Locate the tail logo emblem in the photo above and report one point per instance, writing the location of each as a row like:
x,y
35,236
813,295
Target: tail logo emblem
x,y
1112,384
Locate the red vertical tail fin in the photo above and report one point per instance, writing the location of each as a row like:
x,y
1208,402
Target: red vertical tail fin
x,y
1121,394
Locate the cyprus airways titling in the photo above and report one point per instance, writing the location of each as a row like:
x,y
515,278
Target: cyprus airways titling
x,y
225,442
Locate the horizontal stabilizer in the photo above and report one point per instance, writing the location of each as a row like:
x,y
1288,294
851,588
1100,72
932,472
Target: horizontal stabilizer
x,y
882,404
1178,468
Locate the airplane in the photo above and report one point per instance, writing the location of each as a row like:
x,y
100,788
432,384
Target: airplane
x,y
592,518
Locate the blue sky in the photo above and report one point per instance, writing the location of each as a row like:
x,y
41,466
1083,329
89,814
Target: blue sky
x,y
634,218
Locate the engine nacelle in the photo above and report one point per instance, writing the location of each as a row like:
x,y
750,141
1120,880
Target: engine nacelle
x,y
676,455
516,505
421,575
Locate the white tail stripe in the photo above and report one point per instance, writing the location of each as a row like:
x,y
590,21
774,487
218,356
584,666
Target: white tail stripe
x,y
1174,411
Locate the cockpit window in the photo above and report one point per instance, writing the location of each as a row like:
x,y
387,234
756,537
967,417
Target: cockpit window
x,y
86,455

**Assignment:**
Each entry shown above must be retyped word for word.

**Exercise answer:**
Locate the tail logo emblem in the photo above and report one point per instance, writing the location of each as a row like:
x,y
35,236
813,295
Target: tail logo emblem
x,y
1112,384
Locate the red vertical tail fin in the photo above and report one point per instance, writing the location of each as a row like:
x,y
1208,402
Target: red vertical tail fin
x,y
1121,394
Locate the cyprus airways titling in the photo above and report one point per instance, writing the location of each as a row like:
x,y
515,278
Target: cyprus airways titling
x,y
225,442
Locate the horizontal stabilizer in the photo above and report one point per instance, writing the location of each as a row like:
x,y
1288,294
851,588
1100,72
932,472
Target: horizontal stabilizer
x,y
882,404
1178,468
Locate the airplane in the photo above and report one point per instance, writing the location of each as a row like:
x,y
100,788
432,384
Target: airplane
x,y
592,518
Locate the blue sky in the photo above and report one point per instance, writing the location of each as a row like:
x,y
41,466
1083,329
89,814
Target: blue sky
x,y
634,218
Locate the engine nacelle in the photo above and report one point per instance, writing the location of each as a row like:
x,y
750,141
1120,880
Target: engine nacelle
x,y
676,455
516,505
421,575
Locate the white tail stripe in the photo above and report one point per instance, writing the location of each as a row like:
x,y
590,21
774,487
218,356
584,666
Target: white tail stripe
x,y
1174,411
Locate the cockpit window in the photo above and report one point per instance, writing the location of each as a row like:
x,y
387,234
756,537
967,417
Target: cockpit window
x,y
86,455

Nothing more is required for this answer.